Le magicien et l'escroc
Le sortilège du Scorpion de Jade (2001) de et avec Woody Allen et Helen Hunt, Dan Aykroyd, Charlize Theron
Comme tous les films de Woody Allen depuis Alice, j’ai découvert le sortilège du Scorpion de Jade en salle sans avoir revu cette cuvée 2001 depuis. Je ne m’en souvenais quasiment plus et ce fut donc un plaisir totalement renouvelé de me plonger dans ce récit abracadabrant où une espèce de fakir utilise l’hypnose pour manipuler ses cobayes (en l’occurrence, C.W.Briggs, détective à l’ancienne pour une compagnie d’assurances) et les pousser à commettre des vols de bijoux pour son propre compte…
Une fois de plus, sous couvert d’un simple divertissement brillamment troussé, Woody Allen approfondit les thèmes qui parcourent son œuvre et met à nu ses obsessions.

Entrées fournies
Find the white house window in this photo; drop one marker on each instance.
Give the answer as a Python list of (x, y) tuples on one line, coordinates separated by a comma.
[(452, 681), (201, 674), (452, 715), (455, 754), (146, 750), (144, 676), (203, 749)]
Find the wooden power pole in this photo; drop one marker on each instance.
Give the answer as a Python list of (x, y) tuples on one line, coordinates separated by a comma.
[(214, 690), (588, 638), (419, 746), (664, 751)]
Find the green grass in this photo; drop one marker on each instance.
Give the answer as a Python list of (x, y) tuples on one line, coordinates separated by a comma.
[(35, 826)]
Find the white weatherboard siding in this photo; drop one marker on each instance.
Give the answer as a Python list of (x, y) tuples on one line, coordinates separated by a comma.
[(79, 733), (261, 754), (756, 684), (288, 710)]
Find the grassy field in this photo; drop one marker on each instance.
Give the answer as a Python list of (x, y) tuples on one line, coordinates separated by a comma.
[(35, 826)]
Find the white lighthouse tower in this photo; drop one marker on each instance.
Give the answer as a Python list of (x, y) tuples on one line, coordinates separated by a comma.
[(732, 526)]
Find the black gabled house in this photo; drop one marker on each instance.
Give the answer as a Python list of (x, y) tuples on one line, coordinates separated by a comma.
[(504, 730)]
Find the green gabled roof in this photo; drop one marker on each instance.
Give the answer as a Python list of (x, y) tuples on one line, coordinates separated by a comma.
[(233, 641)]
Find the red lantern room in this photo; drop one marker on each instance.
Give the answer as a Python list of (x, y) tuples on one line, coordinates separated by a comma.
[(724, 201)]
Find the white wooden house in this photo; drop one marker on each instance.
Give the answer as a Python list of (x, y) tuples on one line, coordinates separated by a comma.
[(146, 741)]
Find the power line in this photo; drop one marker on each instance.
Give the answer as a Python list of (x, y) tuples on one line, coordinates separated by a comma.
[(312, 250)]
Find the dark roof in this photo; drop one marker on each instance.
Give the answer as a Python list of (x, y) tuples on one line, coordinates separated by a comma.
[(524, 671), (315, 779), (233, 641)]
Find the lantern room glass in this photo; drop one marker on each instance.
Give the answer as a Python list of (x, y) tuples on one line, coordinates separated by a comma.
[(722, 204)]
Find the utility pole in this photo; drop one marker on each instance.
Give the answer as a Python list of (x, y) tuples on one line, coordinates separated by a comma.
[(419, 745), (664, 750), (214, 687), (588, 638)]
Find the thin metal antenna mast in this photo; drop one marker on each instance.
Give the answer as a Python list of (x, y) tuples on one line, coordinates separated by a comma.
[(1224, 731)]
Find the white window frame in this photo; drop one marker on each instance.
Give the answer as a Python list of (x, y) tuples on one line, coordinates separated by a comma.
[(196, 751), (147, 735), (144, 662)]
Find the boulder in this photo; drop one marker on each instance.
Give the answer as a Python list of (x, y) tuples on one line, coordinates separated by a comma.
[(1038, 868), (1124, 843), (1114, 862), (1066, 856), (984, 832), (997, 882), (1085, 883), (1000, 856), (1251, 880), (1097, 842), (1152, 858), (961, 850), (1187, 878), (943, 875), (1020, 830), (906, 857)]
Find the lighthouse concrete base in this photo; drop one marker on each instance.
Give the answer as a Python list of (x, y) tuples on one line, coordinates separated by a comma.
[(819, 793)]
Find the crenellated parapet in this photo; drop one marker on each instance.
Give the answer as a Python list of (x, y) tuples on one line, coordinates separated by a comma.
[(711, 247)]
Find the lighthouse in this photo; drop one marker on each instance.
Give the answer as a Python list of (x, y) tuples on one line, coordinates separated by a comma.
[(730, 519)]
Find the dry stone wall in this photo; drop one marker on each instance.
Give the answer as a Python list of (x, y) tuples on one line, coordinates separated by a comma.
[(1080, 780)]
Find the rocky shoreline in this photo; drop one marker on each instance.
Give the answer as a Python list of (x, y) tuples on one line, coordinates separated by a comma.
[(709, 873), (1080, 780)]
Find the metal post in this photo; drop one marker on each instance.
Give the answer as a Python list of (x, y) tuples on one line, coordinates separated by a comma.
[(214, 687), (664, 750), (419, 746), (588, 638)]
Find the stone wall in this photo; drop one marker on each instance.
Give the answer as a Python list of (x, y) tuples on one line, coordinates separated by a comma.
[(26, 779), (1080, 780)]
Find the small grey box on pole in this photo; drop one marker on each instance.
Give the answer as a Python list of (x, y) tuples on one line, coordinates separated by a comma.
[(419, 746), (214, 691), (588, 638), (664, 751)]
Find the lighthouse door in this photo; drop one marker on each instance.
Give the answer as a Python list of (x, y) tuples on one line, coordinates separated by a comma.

Consignes
#1 Réécrivez la critique du film entre « Le magicien et » et « nu ses obsessions. » inclus, en changeant « cobayes » en « victimes ».
#2 Donnez la suite de la critique du film après sa dernière phrase.

Réponses dans l'ordre
#1
Le magicien et l'escroc
Le sortilège du Scorpion de Jade (2001) de et avec Woody Allen et Helen Hunt, Dan Aykroyd, Charlize Theron
Comme tous les films de Woody Allen depuis Alice, j’ai découvert le sortilège du Scorpion de Jade en salle sans avoir revu cette cuvée 2001 depuis. Je ne m’en souvenais quasiment plus et ce fut donc un plaisir totalement renouvelé de me plonger dans ce récit abracadabrant où une espèce de fakir utilise l’hypnose pour manipuler ses victimes (en l’occurrence, C.W.Briggs, détective à l’ancienne pour une compagnie d’assurances) et les pousser à commettre des vols de bijoux pour son propre compte…
Une fois de plus, sous couvert d’un simple divertissement brillamment troussé, Woody Allen approfondit les thèmes qui parcourent son œuvre et met à nu ses obsessions.

#2
Son film est d’abord un hommage au cinéma hollywoodien des années 40. On se souvient qu’à ses débuts (dans Tombe les filles et tais-toi !), Woody Allen n’hésitait pas à imiter le grand Bogart qui venait lui-même lui donner des leçons de séduction. Ici, il endosse à nouveau l’imper mythique du privé et joue d’ailleurs sur le décalage entre son propre personnage (frêle, nerveux, hypocondriaque, obsédé sexuel…) et les habits trop grands qu’il lui fait endosser. Pourtant, il ne s’agit pas de jouer la carte de la parodie mais bel et bien de rendre hommage aux films noir d’antan et à leur mythologie : les privés, les gangsters et la femme fatale blonde qui tire voluptueusement sur sa cigarette (Charlize Theron, sublime le temps de trois scènes).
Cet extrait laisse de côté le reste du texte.